PROBLEM
Pull out each line in the material containing the string "pole", matching case exactly.

* BEGIN DATA ENTRIES *

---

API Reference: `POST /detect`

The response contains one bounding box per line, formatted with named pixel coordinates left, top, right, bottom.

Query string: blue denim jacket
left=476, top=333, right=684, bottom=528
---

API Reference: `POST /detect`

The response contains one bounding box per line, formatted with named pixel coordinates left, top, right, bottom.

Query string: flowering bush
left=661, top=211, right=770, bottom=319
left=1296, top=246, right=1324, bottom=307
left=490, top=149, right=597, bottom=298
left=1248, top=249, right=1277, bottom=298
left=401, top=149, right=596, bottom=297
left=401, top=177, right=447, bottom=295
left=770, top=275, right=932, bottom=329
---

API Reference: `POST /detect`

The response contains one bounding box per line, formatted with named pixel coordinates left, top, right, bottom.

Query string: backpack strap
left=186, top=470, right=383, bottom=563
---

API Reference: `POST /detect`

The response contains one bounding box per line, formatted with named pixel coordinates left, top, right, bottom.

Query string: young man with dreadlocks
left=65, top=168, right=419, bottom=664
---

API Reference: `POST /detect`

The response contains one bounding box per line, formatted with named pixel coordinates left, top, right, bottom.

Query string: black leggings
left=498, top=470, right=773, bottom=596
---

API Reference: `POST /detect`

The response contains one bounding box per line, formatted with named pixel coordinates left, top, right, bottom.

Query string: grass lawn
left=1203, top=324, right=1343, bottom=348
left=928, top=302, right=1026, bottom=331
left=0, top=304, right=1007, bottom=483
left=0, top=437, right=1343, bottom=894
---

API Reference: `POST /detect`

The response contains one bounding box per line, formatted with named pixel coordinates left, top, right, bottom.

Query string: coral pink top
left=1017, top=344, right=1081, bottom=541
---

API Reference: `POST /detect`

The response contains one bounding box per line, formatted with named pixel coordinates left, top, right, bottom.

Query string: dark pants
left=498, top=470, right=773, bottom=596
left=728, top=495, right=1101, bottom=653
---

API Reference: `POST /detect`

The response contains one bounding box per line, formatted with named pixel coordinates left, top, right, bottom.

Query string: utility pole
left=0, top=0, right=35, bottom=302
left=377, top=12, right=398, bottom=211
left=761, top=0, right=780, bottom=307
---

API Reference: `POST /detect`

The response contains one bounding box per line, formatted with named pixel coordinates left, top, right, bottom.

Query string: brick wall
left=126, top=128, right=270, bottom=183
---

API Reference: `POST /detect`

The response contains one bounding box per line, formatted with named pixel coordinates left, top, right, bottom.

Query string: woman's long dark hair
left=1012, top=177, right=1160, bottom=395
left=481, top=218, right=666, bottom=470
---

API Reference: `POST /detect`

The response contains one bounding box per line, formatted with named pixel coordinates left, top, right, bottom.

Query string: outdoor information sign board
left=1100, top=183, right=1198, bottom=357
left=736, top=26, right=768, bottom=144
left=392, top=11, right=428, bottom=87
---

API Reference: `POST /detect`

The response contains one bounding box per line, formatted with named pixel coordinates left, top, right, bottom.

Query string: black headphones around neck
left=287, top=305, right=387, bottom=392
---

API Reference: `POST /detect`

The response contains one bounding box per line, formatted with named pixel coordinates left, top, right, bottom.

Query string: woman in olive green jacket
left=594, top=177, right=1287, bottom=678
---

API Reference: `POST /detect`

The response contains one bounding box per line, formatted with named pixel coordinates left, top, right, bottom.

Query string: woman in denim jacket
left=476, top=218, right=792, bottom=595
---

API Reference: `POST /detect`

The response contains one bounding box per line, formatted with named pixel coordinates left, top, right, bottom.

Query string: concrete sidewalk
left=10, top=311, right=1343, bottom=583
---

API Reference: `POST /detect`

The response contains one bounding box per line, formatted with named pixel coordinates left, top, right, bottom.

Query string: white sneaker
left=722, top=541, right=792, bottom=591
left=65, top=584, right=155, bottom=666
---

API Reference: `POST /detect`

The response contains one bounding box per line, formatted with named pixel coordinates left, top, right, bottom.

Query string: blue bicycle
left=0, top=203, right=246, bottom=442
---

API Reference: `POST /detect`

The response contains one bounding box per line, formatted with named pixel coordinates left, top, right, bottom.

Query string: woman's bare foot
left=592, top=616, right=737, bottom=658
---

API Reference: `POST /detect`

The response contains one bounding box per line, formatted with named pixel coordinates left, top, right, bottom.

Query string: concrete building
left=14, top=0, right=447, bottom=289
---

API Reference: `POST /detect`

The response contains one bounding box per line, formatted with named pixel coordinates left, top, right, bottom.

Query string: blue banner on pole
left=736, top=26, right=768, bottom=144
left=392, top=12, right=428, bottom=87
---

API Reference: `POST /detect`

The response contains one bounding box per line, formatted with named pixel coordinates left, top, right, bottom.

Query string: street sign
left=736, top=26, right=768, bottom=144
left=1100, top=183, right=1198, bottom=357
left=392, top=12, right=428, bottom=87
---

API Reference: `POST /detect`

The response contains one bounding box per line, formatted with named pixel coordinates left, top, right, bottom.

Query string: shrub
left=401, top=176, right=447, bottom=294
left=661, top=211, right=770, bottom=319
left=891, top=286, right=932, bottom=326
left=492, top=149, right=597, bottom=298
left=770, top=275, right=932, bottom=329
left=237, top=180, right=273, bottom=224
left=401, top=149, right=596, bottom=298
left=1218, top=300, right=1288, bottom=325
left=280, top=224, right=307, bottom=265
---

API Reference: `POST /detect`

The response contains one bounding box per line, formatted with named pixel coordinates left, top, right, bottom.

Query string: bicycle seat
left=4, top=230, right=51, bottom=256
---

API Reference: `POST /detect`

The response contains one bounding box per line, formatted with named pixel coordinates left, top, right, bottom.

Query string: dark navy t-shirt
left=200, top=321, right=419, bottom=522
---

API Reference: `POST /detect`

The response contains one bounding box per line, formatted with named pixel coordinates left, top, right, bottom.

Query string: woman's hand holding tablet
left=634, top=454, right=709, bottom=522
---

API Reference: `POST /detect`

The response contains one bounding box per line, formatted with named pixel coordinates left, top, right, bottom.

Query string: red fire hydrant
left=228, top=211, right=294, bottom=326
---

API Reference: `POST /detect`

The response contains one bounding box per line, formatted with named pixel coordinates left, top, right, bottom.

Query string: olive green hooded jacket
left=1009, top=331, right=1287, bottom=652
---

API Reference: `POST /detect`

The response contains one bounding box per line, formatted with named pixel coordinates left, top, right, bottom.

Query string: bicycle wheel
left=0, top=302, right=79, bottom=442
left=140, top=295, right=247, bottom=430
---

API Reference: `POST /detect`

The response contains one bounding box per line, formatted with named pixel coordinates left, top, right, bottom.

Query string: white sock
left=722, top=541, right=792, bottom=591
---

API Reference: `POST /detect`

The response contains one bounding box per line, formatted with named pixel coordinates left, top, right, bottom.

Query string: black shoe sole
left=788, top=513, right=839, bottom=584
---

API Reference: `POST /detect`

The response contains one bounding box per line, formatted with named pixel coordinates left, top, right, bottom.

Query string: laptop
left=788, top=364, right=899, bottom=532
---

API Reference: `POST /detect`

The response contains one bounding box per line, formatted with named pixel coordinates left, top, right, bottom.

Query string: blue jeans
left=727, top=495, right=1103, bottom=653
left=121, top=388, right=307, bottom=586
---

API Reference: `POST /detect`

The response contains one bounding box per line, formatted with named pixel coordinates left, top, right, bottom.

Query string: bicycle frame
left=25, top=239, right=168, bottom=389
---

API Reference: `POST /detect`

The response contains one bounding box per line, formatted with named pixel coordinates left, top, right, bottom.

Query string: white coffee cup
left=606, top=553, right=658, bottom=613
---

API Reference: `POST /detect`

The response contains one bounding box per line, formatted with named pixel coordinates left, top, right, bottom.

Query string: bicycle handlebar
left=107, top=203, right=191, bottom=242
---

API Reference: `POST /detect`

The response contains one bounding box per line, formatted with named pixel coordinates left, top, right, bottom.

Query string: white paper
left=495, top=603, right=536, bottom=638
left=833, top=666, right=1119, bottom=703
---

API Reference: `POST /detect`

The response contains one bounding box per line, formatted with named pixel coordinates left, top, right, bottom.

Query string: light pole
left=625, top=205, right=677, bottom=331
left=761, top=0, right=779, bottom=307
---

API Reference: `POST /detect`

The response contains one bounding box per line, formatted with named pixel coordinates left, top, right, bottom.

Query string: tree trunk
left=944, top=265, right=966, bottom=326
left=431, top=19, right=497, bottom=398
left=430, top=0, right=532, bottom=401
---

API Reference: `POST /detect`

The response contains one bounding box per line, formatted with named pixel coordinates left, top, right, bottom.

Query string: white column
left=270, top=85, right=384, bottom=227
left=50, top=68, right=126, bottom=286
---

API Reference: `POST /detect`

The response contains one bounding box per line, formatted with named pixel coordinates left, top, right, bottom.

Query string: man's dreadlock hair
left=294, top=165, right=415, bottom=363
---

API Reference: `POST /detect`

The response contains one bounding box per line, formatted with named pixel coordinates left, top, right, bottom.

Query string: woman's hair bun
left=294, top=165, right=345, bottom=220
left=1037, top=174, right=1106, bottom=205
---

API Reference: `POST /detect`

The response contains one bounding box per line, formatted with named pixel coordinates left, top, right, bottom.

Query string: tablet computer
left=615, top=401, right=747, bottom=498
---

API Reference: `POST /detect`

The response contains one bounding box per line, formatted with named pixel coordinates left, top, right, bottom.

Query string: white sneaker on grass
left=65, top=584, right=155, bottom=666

* END DATA ENTRIES *

FULL OUTPUT
Query string: utility pole
Query string: blue banner on pole
Query string: light pole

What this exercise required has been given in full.